Problem:
Render all of the material below as a Markdown table with the columns "Number" and "Line," one row per line, omitting blank lines and leaving the pictures out.

Task material:

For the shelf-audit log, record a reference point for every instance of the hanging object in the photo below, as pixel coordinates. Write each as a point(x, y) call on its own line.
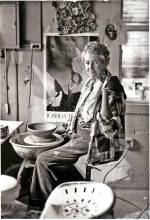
point(113, 31)
point(75, 17)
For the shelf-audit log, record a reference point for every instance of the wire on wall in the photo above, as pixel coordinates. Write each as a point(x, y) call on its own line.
point(30, 90)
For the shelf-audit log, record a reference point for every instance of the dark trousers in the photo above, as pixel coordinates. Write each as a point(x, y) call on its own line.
point(56, 166)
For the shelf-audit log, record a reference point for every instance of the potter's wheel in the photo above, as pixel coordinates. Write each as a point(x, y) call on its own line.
point(53, 139)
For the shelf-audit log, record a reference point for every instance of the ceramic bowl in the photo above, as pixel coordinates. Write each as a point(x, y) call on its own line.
point(43, 130)
point(31, 151)
point(9, 189)
point(79, 200)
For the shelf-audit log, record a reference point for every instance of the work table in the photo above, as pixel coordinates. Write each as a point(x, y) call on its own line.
point(13, 126)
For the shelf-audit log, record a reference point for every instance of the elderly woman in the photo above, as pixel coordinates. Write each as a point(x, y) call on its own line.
point(102, 103)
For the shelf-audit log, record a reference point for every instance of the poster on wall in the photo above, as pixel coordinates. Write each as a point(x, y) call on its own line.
point(64, 75)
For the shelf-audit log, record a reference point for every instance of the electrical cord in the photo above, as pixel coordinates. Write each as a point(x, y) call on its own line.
point(30, 88)
point(131, 203)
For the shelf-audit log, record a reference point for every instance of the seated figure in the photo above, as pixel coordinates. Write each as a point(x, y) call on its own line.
point(102, 103)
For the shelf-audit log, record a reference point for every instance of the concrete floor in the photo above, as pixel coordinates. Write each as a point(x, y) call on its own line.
point(122, 209)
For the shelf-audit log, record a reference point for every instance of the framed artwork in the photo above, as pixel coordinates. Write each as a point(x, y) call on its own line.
point(64, 74)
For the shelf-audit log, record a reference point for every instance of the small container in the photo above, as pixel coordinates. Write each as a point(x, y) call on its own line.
point(9, 188)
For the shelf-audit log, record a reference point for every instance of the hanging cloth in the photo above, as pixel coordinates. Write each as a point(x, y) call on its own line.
point(75, 17)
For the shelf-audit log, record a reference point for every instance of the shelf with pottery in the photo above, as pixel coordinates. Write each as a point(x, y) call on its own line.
point(10, 128)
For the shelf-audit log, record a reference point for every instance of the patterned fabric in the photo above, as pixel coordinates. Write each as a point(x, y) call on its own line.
point(75, 17)
point(106, 131)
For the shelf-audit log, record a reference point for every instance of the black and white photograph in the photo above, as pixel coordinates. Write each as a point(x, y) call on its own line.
point(74, 126)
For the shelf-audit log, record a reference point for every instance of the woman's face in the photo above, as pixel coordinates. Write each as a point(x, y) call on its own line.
point(94, 64)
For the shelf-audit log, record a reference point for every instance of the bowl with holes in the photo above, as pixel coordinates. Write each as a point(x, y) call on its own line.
point(41, 130)
point(28, 149)
point(79, 200)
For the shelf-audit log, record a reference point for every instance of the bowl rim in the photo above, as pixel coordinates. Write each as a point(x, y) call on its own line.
point(31, 146)
point(40, 123)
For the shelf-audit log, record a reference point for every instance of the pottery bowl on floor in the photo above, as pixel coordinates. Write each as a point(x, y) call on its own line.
point(9, 188)
point(31, 151)
point(42, 130)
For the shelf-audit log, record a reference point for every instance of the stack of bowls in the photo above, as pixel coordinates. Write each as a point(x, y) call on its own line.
point(40, 137)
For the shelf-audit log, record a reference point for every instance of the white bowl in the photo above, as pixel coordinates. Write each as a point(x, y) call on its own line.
point(43, 130)
point(9, 188)
point(81, 200)
point(31, 151)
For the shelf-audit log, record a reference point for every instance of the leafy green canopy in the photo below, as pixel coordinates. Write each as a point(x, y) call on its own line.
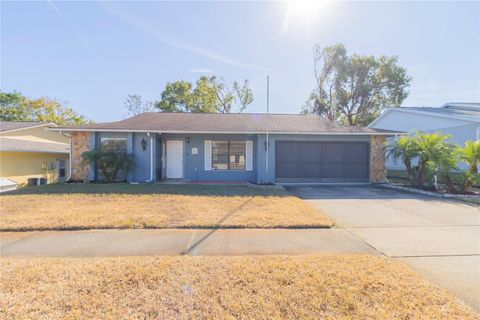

Task output:
| Number | Line |
|---|---|
| 1 | For the shelf-audit log, record a reference point for every instance of the hanging object in the photo below, as pixel coordinates. Write each as a point(x, y) call on its own line. |
| 2 | point(113, 31) |
| 3 | point(75, 17) |
| 4 | For the shelf-audit log, record a reference point for every instance of the wire on wall in the photo above, as pixel coordinates. Write each as a point(x, y) call on its own line. |
| 5 | point(30, 90) |
| 6 | For the shelf-audit log, record a reference point for every instance of the dark trousers in the photo above, as pixel coordinates. Write each as a point(x, y) call on its own line. |
| 7 | point(56, 166) |
| 8 | For the shelf-audit log, record a reference point for every instance of the potter's wheel in the photo above, as pixel coordinates. Write each as a point(x, y) call on its own line. |
| 9 | point(53, 139) |
| 10 | For the shelf-audit log, record a reference point for every instance of the ceramic bowl in the photo above, as pixel coordinates. Write each as a point(x, y) call on its own line. |
| 11 | point(43, 130) |
| 12 | point(31, 151) |
| 13 | point(9, 189) |
| 14 | point(79, 200) |
| 15 | For the shelf-audit log, record a reference point for every instance of the work table in the photo above, as pixel coordinates. Write each as a point(x, y) call on its own line. |
| 16 | point(13, 126) |
| 17 | For the shelf-audit log, record a reference point for every instance of the elderly woman in the photo above, as pixel coordinates. Write each as a point(x, y) call on its own line. |
| 18 | point(102, 103) |
| 19 | For the shelf-audit log, record a reference point for every instance of the poster on wall in the photo above, as pixel coordinates. Write each as a point(x, y) call on its own line. |
| 20 | point(64, 75) |
| 21 | For the shelf-audit log, record a reference point for every instance of the electrical cord in the photo above, as pixel coordinates. Write each as a point(x, y) call on its own line. |
| 22 | point(30, 88) |
| 23 | point(131, 203) |
| 24 | For the shelf-audit log, record a reference point for every instance of the seated figure in the photo above, as pixel coordinates. Write each as a point(x, y) call on its own line. |
| 25 | point(102, 103) |
| 26 | For the shelf-audit log, record a reference point for every instance of the concrete floor in the photo above, as pixel coordinates. Write each as a point(x, y) call on its own line. |
| 27 | point(122, 209) |
| 28 | For the shelf-audit log, record a reference point for every instance of the framed artwork in the photo above, as pixel coordinates. Write each as a point(x, y) call on its own line. |
| 29 | point(64, 74) |
| 30 | For the shelf-audit log, record a reference point for every instance of the small container in the photo above, as pixel coordinates. Write each as a point(x, y) call on its own line. |
| 31 | point(9, 188) |
| 32 | For the shelf-audit log, record a reference point for every instance of the hanging cloth in the photo above, as pixel coordinates. Write each as a point(x, y) call on its own line. |
| 33 | point(75, 17) |
| 34 | For the shelf-audit log, record a reference point for every instance of the shelf with pottery in the photo above, as pixel coordinates. Write each as a point(x, y) call on its own line. |
| 35 | point(10, 128) |
| 36 | For the shelf-audit log, record a reference point for every instance of the patterned fabric in the photo above, as pixel coordinates. Write each as a point(x, y) call on its own line. |
| 37 | point(75, 17) |
| 38 | point(106, 131) |
| 39 | For the shelf-audit log, record a reference point for every instance of the black and white photograph in the photo above, as pixel coordinates. Write each as a point(x, y) call on its own line. |
| 40 | point(74, 126) |
| 41 | For the shelf-audit log, record a reference point for every instance of the woman's face in the photo above, as pixel coordinates. Write each as a point(x, y) call on its own line. |
| 42 | point(94, 64) |
| 43 | For the shelf-audit log, record a reference point for every instance of the bowl with holes in the photo above, as pixel coordinates. Write each as a point(x, y) call on its own line. |
| 44 | point(41, 130) |
| 45 | point(28, 149) |
| 46 | point(79, 200) |
| 47 | For the shelf-audit log, record a reference point for every instance of the bowl rim in the photo above, as pixel coordinates. Write each as a point(x, y) call on its own line. |
| 48 | point(31, 146) |
| 49 | point(40, 123) |
| 50 | For the shelf-audit log, record a reference point for every instance of the pottery bowl on floor in the photo above, as pixel coordinates. Write each as a point(x, y) call on its own line. |
| 51 | point(9, 188) |
| 52 | point(31, 151) |
| 53 | point(42, 130) |
| 54 | For the shelf-audit log, record a reference point for every instance of the stack of bowls in the photo above, as pixel coordinates. Write each as a point(x, y) call on its own line. |
| 55 | point(40, 137) |
| 56 | For the shelf-audit log, record a reference point for every instance of the white bowl in the photo above, as pixel coordinates. Write each as a point(x, y) call on its own line. |
| 57 | point(43, 130) |
| 58 | point(9, 188) |
| 59 | point(81, 200) |
| 60 | point(31, 151) |
| 61 | For the shelf-audit log, record a reference point for every instance of the leafy green canopy in the photo below, as pixel coordinates. Write each as a point(x, y) call on its own line. |